What the exercise asks » The answer should be an exact copy of the data.

[Natural-language object grounding data]
◇ ◇ ◇ ◇ ◇ ◇ ◇
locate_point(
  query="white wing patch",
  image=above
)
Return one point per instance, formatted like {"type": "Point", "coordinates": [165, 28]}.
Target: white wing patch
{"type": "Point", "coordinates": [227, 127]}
◇ ◇ ◇ ◇ ◇ ◇ ◇
Solution below »
locate_point(
  query="white wing patch",
  image=above
)
Return one point per instance, formatted like {"type": "Point", "coordinates": [165, 28]}.
Target: white wing patch
{"type": "Point", "coordinates": [227, 127]}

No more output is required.